**TASK PROMPT**
Lines from the one containing "bare tree above? Mark it with a dot." through the end of the data are to be returned exactly, and no others.

**DATASET CONTENT**
■ ■ ■ ■ ■
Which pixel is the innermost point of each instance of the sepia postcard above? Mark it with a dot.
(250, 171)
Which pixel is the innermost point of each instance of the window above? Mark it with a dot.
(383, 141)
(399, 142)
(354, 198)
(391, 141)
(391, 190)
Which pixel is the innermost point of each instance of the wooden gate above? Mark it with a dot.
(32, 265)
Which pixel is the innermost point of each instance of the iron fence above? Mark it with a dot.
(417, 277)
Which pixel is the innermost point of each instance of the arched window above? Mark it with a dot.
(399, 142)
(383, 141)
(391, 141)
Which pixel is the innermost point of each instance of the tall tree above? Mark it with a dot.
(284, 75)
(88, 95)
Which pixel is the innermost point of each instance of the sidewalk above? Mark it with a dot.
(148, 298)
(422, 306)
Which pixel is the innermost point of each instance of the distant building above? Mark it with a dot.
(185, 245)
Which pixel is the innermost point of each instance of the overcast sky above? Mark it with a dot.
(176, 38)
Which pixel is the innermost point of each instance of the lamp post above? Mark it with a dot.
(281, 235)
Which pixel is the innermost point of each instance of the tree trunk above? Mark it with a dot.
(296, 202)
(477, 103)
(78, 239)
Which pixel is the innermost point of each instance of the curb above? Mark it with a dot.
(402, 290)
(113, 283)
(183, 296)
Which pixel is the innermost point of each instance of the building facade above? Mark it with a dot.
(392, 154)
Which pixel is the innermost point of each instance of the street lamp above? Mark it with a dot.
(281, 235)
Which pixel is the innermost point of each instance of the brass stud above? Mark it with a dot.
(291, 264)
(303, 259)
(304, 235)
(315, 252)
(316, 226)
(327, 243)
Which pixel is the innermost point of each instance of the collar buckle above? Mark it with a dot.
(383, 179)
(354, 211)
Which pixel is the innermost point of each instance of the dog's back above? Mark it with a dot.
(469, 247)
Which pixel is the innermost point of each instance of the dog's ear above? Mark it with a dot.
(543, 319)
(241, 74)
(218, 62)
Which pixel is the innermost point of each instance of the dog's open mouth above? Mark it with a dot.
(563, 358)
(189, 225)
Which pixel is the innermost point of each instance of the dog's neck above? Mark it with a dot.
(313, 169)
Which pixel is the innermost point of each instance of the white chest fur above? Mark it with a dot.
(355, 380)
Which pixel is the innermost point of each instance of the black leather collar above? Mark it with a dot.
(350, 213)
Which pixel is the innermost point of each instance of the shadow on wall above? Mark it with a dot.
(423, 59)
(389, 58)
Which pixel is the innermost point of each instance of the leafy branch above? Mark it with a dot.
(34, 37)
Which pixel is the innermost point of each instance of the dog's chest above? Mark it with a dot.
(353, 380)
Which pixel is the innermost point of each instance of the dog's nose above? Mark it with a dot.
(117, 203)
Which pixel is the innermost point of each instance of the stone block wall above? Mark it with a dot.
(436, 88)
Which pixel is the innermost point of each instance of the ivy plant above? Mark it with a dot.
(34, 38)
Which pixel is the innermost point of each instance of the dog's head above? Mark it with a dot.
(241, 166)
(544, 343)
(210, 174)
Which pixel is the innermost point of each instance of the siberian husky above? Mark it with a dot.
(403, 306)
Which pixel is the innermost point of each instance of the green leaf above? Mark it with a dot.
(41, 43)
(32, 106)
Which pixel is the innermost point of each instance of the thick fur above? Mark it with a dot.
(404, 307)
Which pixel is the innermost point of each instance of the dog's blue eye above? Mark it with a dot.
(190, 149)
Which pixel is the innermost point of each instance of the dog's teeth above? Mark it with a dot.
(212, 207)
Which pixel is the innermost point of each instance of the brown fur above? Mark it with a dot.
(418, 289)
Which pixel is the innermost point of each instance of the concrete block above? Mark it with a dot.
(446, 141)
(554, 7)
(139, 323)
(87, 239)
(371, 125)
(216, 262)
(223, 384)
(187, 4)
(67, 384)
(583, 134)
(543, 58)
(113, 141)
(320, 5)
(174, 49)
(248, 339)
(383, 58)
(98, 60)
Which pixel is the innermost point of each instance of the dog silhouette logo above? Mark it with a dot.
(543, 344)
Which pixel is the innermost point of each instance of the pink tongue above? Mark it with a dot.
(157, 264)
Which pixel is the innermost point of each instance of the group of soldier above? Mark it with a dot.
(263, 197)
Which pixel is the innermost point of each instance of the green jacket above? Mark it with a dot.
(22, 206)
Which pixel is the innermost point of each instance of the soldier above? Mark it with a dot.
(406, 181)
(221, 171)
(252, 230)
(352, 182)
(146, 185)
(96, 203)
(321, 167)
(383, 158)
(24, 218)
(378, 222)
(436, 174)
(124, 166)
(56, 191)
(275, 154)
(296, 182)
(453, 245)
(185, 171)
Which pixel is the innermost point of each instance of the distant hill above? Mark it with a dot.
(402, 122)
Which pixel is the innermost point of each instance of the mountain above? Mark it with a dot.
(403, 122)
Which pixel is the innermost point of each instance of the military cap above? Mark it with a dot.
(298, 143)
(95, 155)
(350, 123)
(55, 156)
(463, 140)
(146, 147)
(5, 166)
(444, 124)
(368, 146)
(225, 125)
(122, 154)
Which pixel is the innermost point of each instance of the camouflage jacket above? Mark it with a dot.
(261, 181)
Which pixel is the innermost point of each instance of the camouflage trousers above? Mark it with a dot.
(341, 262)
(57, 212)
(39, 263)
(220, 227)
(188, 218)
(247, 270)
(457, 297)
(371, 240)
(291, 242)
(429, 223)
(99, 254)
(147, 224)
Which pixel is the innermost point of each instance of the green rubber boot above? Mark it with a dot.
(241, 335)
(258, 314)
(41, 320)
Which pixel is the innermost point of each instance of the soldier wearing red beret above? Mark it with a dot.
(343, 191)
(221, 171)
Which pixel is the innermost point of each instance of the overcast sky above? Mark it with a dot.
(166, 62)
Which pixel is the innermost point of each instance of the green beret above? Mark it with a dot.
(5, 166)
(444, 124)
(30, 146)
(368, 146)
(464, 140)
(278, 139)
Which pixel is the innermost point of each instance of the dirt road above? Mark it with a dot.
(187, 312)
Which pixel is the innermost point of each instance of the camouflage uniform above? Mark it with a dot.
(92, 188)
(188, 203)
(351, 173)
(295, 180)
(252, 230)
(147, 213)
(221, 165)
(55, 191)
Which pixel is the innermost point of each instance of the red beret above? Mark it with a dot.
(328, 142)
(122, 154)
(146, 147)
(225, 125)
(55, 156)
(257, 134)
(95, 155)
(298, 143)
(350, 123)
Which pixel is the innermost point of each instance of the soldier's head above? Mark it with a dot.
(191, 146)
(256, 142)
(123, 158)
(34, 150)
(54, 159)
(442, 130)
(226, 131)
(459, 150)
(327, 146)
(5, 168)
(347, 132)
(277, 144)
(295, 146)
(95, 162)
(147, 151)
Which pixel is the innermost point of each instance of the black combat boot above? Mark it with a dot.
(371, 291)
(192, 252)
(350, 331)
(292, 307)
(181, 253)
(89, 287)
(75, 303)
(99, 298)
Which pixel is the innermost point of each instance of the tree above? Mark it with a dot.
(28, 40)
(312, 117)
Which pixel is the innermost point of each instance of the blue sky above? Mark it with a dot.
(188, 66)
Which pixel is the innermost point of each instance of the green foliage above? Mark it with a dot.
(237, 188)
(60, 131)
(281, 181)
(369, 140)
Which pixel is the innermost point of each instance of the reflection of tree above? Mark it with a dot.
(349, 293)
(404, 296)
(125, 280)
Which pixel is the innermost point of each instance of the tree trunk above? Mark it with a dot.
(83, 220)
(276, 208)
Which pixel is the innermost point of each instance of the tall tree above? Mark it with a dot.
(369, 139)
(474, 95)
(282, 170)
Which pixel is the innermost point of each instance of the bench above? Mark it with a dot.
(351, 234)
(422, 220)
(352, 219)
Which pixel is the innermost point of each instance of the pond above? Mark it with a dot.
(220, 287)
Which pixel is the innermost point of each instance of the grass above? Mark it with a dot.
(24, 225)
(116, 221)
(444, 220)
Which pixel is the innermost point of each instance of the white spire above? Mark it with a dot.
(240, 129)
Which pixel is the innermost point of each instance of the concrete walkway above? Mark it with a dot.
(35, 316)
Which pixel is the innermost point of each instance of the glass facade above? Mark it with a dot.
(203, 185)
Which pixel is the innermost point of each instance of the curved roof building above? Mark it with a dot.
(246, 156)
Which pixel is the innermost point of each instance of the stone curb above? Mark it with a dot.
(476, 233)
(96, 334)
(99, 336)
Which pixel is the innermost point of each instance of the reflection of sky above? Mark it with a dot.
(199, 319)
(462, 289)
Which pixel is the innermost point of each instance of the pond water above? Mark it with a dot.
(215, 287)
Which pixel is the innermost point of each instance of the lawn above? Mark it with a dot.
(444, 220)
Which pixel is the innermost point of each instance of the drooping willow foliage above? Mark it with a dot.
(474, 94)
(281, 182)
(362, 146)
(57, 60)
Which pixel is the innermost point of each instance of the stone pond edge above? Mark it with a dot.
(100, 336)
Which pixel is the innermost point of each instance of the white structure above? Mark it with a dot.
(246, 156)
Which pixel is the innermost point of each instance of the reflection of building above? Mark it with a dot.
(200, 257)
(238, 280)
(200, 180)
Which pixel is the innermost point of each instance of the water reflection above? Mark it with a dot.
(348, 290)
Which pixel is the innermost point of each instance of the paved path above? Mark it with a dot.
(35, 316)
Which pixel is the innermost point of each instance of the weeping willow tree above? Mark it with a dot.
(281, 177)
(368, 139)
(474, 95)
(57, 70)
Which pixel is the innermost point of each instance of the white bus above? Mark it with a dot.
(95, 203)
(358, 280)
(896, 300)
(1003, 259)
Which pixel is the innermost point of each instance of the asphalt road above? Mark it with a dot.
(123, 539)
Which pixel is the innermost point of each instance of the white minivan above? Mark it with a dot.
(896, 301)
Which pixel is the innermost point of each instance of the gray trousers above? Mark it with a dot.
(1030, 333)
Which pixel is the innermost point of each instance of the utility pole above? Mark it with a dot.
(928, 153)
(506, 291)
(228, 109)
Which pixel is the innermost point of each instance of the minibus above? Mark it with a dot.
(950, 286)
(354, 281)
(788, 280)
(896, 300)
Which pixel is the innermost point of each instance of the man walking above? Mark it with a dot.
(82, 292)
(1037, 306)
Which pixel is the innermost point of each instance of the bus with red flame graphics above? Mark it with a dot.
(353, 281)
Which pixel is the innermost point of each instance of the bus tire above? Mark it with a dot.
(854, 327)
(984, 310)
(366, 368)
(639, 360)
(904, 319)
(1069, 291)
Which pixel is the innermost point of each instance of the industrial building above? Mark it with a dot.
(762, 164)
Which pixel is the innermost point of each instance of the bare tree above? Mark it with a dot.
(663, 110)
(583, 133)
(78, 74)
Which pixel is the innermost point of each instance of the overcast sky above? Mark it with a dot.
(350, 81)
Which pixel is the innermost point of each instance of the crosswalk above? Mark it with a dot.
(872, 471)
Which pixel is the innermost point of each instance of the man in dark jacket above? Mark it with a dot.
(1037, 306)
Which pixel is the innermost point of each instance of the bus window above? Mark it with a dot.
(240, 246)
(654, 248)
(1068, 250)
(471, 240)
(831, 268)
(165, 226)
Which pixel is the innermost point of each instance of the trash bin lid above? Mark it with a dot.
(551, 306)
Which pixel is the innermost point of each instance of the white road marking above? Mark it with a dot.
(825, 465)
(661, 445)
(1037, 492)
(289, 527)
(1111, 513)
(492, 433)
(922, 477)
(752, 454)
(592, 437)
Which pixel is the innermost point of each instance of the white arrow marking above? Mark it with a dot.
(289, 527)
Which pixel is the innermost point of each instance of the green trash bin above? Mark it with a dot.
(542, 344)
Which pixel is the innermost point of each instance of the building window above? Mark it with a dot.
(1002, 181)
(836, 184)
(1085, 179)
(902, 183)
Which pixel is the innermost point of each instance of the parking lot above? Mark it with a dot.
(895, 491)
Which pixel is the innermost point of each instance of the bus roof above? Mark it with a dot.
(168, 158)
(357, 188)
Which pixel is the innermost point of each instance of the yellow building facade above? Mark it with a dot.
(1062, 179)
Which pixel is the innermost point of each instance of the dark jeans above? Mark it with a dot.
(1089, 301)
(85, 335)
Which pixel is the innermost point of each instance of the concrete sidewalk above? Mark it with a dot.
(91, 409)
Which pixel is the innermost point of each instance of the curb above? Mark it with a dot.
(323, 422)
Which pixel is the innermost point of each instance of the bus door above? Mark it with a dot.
■ ■ ■ ■ ■
**CORRECT RESPONSE**
Which pixel is the innermost point of each instance of the bare tree above? Mark it with a dot.
(663, 110)
(583, 133)
(78, 74)
Which pixel is the innermost point of each instance of the overcast sky above? Mark it with a dot.
(350, 81)
Which pixel is the innermost point of each instance of the crosswalk above? Mark it with a dot.
(872, 471)
Which pixel is the innermost point of each instance of the man in dark jacket above? Mark it with a dot.
(1037, 306)
Which pixel is the innermost point of each instance of the bus window above? Mark it with a dot.
(240, 246)
(654, 248)
(1068, 250)
(471, 240)
(831, 268)
(165, 226)
Which pixel is the innermost point of each instance of the trash bin lid above? Mark it with a dot.
(551, 306)
Which pixel is the innermost point of each instance of the white road marking above? Mark it with a dot.
(825, 465)
(661, 445)
(1037, 492)
(289, 527)
(1111, 513)
(492, 433)
(922, 477)
(752, 454)
(592, 437)
Which pixel is the innermost point of each instance of the white arrow marking above? Mark it with a dot.
(289, 527)
Which pixel is the innermost point of each instance of the green trash bin above? Mark it with a dot.
(542, 344)
Which pixel is the innermost point of each instance of the building window above? Mark it with a dot.
(1002, 181)
(836, 184)
(1085, 179)
(902, 183)
Which pixel is the innermost point of each instance of the parking lot above? Mark it with a dot.
(895, 491)
Which pixel is the innermost point of each instance of the bus roof above? Mark it with a dot.
(168, 158)
(357, 188)
Which pixel is the innermost point of each instance of the yellow building facade above? Mark it with a dot.
(1062, 179)
Which pixel is the innermost point of each instance of the dark jeans above? Mark it with a dot.
(1089, 301)
(85, 335)
Which pixel is the innermost point of each instance of the concrete sidewalk above? Mark it with a dot.
(91, 409)
Which pixel is the innermost point of each instance of the curb above? Mark it with a dot.
(323, 422)
Which pixel is the innermost point of each instance of the bus door above? Mark it with a dot.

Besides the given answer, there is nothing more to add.